MAAF DAN MEMAAFKAN ITU SANGAT BERNILAI (Pelajaran dari Putusan Vonis kepada Bharada Richard Eliezer) Oleh : Markus surya

 

Saat ini hampir semua media ramai membicarakan tentang putusan vonis hakim pengadilan negeri Jakarta Selatan kepada terdakwa pembunuh Brigadir Josua Hutabarat, yaitu Richard Eiezer yang hanya 1,6 tahun dari tuntutan Jaksa Penuntut  Umum 12 tahun.

Saya sendiri cukup heran dengan putusan Hakim Pengadilan Negeri yang begitu ringan kepada seseorang yang telah menghilangkan nyawa orang lain.

 

Banyak orang  berpendapat bahwa Bharada Richard Eliezer harus diberikan hukuman yang ringan karena:

1.       Dia melaksanakan pembunuhan atas perintah pimpinannya.

2.       Dia juga dianggap justice collaborator.

> [CATATAN]

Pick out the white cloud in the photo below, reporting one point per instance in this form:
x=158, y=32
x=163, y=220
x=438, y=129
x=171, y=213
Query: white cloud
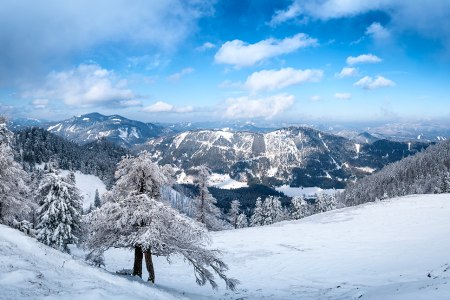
x=269, y=80
x=429, y=19
x=347, y=72
x=241, y=54
x=163, y=107
x=39, y=103
x=206, y=46
x=343, y=96
x=181, y=74
x=377, y=31
x=86, y=85
x=245, y=107
x=55, y=29
x=368, y=83
x=363, y=59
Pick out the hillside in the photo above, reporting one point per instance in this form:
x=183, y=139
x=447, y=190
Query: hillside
x=395, y=249
x=31, y=270
x=382, y=250
x=298, y=156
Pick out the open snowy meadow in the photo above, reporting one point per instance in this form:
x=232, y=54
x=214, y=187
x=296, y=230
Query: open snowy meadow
x=394, y=249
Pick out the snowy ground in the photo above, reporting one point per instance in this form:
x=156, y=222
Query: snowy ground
x=381, y=250
x=87, y=184
x=31, y=270
x=395, y=249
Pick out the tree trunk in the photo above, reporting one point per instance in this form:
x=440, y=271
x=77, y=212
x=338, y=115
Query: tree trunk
x=149, y=265
x=137, y=269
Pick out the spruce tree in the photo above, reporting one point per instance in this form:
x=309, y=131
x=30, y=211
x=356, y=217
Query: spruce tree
x=14, y=193
x=206, y=209
x=59, y=214
x=97, y=202
x=135, y=216
x=257, y=218
x=233, y=214
x=299, y=208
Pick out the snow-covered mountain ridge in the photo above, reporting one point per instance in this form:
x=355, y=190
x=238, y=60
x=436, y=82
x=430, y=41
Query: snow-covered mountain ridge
x=298, y=156
x=393, y=249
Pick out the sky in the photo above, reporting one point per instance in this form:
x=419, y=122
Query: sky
x=199, y=60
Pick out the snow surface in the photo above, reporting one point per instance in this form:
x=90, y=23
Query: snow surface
x=31, y=270
x=87, y=184
x=224, y=181
x=394, y=249
x=382, y=250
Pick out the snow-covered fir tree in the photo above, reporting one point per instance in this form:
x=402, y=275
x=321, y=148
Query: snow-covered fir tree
x=14, y=193
x=257, y=218
x=59, y=213
x=272, y=211
x=325, y=202
x=299, y=208
x=133, y=215
x=97, y=201
x=242, y=221
x=233, y=214
x=205, y=204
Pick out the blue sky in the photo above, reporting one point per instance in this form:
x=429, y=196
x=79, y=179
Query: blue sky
x=167, y=61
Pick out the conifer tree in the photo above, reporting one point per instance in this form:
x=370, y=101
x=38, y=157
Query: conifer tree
x=206, y=209
x=135, y=216
x=14, y=193
x=299, y=208
x=257, y=218
x=97, y=202
x=233, y=214
x=59, y=213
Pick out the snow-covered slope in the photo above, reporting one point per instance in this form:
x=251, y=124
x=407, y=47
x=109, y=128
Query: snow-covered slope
x=395, y=249
x=31, y=270
x=87, y=184
x=298, y=156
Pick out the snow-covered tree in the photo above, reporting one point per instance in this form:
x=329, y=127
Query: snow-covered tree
x=325, y=202
x=14, y=203
x=299, y=208
x=97, y=202
x=206, y=209
x=257, y=218
x=233, y=214
x=272, y=211
x=59, y=214
x=242, y=221
x=134, y=216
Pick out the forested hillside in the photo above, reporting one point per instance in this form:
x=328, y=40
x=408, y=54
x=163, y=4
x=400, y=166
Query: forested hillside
x=424, y=173
x=36, y=146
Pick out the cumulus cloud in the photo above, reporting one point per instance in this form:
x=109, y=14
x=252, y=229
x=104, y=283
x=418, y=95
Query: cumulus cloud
x=363, y=59
x=242, y=54
x=206, y=46
x=268, y=80
x=377, y=31
x=245, y=107
x=181, y=74
x=343, y=96
x=39, y=103
x=347, y=72
x=369, y=83
x=84, y=86
x=53, y=30
x=163, y=107
x=429, y=19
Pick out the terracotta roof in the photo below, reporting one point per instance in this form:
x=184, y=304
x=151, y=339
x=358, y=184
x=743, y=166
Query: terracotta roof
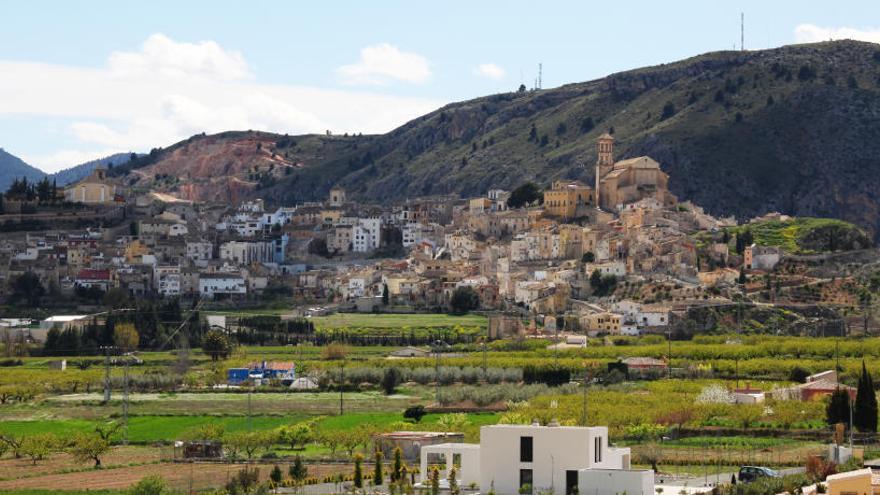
x=92, y=274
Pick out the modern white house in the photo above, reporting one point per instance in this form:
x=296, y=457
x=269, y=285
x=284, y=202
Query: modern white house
x=560, y=459
x=212, y=285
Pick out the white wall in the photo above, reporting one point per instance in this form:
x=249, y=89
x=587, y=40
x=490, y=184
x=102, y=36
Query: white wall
x=555, y=450
x=615, y=482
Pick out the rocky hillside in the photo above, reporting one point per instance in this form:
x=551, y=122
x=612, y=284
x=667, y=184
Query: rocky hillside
x=231, y=166
x=794, y=129
x=79, y=172
x=13, y=167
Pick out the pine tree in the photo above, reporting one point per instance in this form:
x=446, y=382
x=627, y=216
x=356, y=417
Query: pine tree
x=435, y=480
x=453, y=482
x=275, y=475
x=865, y=407
x=838, y=408
x=298, y=471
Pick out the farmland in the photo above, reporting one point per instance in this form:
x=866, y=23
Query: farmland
x=169, y=401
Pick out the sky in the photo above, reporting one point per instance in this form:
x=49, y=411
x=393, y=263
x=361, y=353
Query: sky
x=82, y=80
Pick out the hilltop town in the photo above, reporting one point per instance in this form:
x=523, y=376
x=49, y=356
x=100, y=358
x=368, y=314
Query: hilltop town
x=620, y=257
x=660, y=282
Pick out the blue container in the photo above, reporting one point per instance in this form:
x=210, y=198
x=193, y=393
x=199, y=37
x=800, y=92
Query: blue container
x=236, y=376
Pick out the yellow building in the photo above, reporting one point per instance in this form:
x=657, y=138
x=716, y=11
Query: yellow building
x=628, y=181
x=567, y=199
x=94, y=189
x=135, y=251
x=601, y=322
x=337, y=197
x=858, y=482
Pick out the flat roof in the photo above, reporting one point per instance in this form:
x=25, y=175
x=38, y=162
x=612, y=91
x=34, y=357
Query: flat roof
x=66, y=317
x=457, y=446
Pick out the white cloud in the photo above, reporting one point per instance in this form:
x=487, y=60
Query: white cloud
x=160, y=54
x=810, y=33
x=490, y=71
x=60, y=160
x=384, y=63
x=169, y=91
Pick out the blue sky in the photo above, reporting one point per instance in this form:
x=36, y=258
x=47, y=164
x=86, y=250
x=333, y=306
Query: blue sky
x=82, y=79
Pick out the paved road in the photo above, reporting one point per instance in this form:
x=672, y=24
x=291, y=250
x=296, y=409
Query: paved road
x=711, y=478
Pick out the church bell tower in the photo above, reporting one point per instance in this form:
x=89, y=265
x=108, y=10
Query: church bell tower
x=605, y=161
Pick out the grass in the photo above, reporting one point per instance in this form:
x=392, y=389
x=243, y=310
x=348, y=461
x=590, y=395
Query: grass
x=356, y=320
x=789, y=235
x=732, y=442
x=148, y=429
x=23, y=491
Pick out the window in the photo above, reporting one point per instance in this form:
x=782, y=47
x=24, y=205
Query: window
x=525, y=450
x=525, y=480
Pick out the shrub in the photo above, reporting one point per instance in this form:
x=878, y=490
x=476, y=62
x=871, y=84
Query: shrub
x=150, y=485
x=390, y=380
x=550, y=376
x=414, y=413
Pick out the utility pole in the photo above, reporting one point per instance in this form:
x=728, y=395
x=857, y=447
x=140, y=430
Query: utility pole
x=250, y=422
x=341, y=386
x=586, y=383
x=106, y=374
x=556, y=348
x=736, y=371
x=437, y=371
x=125, y=401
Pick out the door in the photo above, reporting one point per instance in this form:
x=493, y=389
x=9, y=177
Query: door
x=571, y=483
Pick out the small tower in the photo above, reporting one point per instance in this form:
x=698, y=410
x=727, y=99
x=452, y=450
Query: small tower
x=605, y=160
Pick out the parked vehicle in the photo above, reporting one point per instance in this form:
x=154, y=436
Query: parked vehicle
x=747, y=474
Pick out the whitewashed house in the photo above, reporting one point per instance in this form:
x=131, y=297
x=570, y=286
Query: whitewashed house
x=557, y=459
x=213, y=284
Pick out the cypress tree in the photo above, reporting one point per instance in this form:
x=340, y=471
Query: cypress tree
x=838, y=408
x=397, y=469
x=865, y=408
x=377, y=472
x=358, y=471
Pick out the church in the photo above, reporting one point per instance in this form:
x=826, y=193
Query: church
x=94, y=189
x=628, y=181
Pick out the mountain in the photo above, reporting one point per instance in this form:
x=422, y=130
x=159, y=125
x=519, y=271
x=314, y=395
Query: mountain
x=13, y=167
x=78, y=172
x=794, y=129
x=234, y=165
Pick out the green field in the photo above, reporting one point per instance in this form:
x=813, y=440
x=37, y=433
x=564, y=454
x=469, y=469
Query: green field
x=149, y=429
x=791, y=235
x=357, y=320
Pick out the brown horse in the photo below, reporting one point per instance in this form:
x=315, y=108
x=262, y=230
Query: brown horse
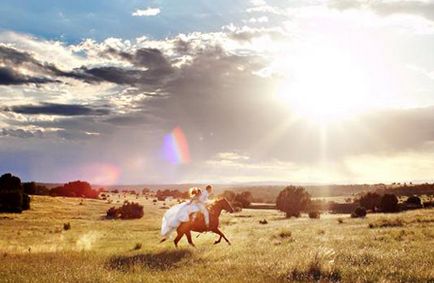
x=197, y=223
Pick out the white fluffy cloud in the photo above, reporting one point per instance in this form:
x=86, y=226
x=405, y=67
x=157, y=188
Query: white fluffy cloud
x=146, y=12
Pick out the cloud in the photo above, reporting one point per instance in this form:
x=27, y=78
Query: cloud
x=384, y=7
x=10, y=77
x=58, y=109
x=21, y=133
x=146, y=12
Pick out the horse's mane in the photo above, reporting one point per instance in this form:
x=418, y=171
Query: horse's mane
x=214, y=203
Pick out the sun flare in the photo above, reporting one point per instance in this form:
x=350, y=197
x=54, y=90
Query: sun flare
x=326, y=84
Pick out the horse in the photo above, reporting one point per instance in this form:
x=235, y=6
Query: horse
x=197, y=222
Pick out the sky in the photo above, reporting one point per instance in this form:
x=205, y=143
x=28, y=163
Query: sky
x=133, y=92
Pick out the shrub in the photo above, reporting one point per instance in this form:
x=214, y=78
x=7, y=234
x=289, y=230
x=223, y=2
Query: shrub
x=314, y=214
x=293, y=200
x=359, y=212
x=75, y=189
x=389, y=203
x=12, y=196
x=66, y=226
x=237, y=206
x=245, y=198
x=384, y=223
x=129, y=210
x=370, y=201
x=413, y=202
x=284, y=234
x=315, y=272
x=112, y=212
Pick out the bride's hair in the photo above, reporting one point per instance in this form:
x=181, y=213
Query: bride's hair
x=194, y=191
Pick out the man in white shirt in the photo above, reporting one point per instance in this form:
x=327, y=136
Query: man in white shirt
x=203, y=200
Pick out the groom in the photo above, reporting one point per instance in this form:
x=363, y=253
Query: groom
x=203, y=200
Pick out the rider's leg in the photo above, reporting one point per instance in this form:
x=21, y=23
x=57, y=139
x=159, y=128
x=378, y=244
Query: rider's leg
x=205, y=215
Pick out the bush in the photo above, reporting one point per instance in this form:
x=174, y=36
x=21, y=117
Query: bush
x=315, y=272
x=237, y=206
x=245, y=198
x=75, y=189
x=370, y=201
x=385, y=223
x=413, y=202
x=359, y=212
x=129, y=210
x=31, y=188
x=112, y=212
x=293, y=200
x=389, y=203
x=314, y=214
x=66, y=226
x=12, y=196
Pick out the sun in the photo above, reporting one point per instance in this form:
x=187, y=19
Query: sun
x=326, y=84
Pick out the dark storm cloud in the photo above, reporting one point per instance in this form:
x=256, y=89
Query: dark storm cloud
x=157, y=69
x=10, y=77
x=20, y=133
x=421, y=8
x=59, y=109
x=117, y=75
x=12, y=56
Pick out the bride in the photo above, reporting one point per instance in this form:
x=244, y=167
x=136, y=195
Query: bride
x=181, y=212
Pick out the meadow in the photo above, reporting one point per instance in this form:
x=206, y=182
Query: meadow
x=35, y=247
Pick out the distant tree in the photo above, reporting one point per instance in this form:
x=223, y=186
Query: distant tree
x=245, y=198
x=129, y=210
x=389, y=203
x=12, y=196
x=293, y=200
x=75, y=189
x=359, y=212
x=31, y=188
x=229, y=195
x=413, y=202
x=370, y=201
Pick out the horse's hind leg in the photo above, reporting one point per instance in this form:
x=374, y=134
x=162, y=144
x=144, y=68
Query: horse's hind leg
x=222, y=235
x=178, y=237
x=190, y=241
x=218, y=241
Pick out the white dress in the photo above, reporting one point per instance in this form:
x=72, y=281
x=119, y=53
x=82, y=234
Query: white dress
x=176, y=215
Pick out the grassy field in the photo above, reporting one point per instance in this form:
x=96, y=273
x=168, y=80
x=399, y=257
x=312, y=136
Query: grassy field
x=34, y=247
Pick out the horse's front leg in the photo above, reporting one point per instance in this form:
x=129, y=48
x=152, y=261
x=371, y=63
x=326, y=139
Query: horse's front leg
x=190, y=240
x=218, y=241
x=217, y=231
x=178, y=237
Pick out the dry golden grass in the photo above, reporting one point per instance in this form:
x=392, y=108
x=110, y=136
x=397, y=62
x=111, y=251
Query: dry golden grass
x=34, y=247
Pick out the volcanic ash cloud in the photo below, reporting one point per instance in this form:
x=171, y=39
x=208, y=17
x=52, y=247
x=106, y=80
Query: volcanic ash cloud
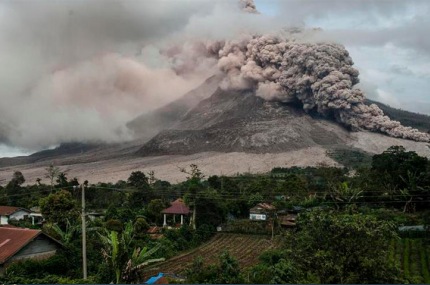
x=319, y=75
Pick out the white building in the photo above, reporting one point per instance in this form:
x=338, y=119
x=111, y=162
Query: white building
x=8, y=213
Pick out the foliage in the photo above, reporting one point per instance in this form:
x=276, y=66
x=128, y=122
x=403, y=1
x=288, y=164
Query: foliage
x=226, y=271
x=59, y=207
x=343, y=248
x=121, y=258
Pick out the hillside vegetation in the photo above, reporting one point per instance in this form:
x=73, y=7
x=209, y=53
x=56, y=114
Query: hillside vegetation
x=407, y=118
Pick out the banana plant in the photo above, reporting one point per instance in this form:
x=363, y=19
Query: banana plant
x=124, y=262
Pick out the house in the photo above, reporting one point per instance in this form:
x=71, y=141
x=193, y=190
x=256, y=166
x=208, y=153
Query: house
x=8, y=213
x=177, y=207
x=158, y=279
x=261, y=212
x=288, y=220
x=20, y=243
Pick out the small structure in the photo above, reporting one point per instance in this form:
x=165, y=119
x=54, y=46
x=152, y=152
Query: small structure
x=288, y=220
x=154, y=232
x=95, y=215
x=8, y=213
x=19, y=243
x=158, y=279
x=261, y=211
x=177, y=207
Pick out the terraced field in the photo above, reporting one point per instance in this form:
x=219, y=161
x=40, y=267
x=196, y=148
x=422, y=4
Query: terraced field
x=413, y=257
x=245, y=248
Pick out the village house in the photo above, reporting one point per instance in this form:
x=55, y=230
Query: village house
x=177, y=207
x=8, y=213
x=20, y=243
x=261, y=212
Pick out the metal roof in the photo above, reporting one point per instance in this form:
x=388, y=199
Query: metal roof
x=14, y=239
x=177, y=207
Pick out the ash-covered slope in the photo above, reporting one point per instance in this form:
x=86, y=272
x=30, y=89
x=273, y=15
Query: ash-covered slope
x=149, y=124
x=242, y=122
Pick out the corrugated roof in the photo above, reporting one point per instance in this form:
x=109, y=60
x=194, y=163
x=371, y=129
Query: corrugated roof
x=7, y=210
x=178, y=208
x=14, y=239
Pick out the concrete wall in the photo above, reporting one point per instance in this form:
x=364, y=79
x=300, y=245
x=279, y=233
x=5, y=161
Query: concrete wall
x=19, y=215
x=258, y=217
x=40, y=248
x=3, y=220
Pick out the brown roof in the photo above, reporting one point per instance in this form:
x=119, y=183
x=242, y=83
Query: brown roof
x=7, y=210
x=14, y=239
x=178, y=207
x=262, y=208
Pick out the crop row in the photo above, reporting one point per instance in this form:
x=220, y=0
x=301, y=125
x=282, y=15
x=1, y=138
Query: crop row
x=413, y=258
x=245, y=248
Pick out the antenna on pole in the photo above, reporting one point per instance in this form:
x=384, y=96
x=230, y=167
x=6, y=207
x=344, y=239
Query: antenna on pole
x=84, y=234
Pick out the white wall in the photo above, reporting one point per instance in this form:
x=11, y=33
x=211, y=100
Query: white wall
x=258, y=217
x=3, y=220
x=19, y=215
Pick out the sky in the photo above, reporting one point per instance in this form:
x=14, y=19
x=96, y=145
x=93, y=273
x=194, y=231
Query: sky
x=387, y=39
x=79, y=70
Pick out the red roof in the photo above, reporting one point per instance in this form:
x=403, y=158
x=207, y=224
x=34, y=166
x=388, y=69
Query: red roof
x=14, y=239
x=7, y=210
x=178, y=208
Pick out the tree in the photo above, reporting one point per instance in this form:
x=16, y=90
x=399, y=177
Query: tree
x=59, y=207
x=62, y=179
x=343, y=248
x=121, y=258
x=194, y=186
x=227, y=271
x=404, y=175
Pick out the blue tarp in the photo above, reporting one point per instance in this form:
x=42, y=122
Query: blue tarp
x=154, y=279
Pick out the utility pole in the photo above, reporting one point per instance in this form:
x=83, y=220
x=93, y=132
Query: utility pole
x=84, y=235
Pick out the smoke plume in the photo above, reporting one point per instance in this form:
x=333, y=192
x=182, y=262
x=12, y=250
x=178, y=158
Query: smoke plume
x=248, y=6
x=318, y=75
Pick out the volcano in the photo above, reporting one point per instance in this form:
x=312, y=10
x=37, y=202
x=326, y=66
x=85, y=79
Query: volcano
x=224, y=132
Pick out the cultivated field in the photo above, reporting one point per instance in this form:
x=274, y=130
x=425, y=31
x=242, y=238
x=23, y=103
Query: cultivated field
x=245, y=248
x=413, y=257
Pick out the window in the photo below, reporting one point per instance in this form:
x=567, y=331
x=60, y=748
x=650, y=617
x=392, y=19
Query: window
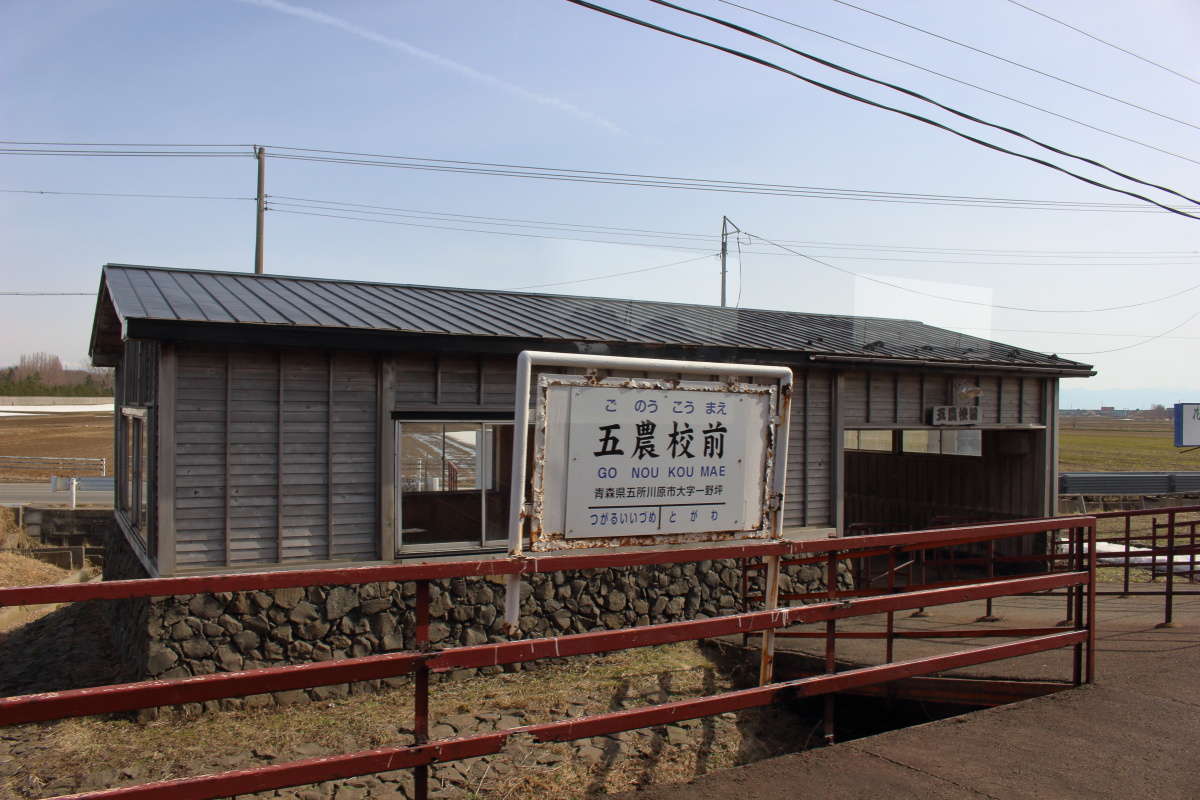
x=870, y=440
x=946, y=443
x=453, y=485
x=135, y=473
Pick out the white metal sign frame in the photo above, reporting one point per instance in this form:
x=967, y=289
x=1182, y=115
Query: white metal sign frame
x=623, y=461
x=775, y=451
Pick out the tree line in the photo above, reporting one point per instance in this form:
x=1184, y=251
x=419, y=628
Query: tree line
x=43, y=374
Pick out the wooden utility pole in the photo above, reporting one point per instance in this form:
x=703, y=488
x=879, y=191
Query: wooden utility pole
x=727, y=227
x=262, y=208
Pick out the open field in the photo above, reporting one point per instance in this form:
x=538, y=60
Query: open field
x=1099, y=445
x=88, y=753
x=70, y=435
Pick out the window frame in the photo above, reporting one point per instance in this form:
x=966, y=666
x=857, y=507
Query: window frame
x=485, y=475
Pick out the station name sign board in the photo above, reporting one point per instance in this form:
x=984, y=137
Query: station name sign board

> [TUJUAN]
Tulis kembali bagian tulisan tentang vonis Richard Eliezer, mulai dari kata-kata yang memuat "MAAF DAN MEMAAFKAN" dan berhenti setelah "atas perintah pimpinannya.". Ganti "pimpinannya" dengan "atasannya".

> [HASIL TUGAS]
MAAF DAN MEMAAFKAN ITU SANGAT BERNILAI (Pelajaran dari Putusan Vonis kepada Bharada Richard Eliezer) Oleh : Markus surya

 

Saat ini hampir semua media ramai membicarakan tentang putusan vonis hakim pengadilan negeri Jakarta Selatan kepada terdakwa pembunuh Brigadir Josua Hutabarat, yaitu Richard Eiezer yang hanya 1,6 tahun dari tuntutan Jaksa Penuntut  Umum 12 tahun.

Saya sendiri cukup heran dengan putusan Hakim Pengadilan Negeri yang begitu ringan kepada seseorang yang telah menghilangkan nyawa orang lain.

 

Banyak orang  berpendapat bahwa Bharada Richard Eliezer harus diberikan hukuman yang ringan karena:

1.       Dia melaksanakan pembunuhan atas perintah atasannya.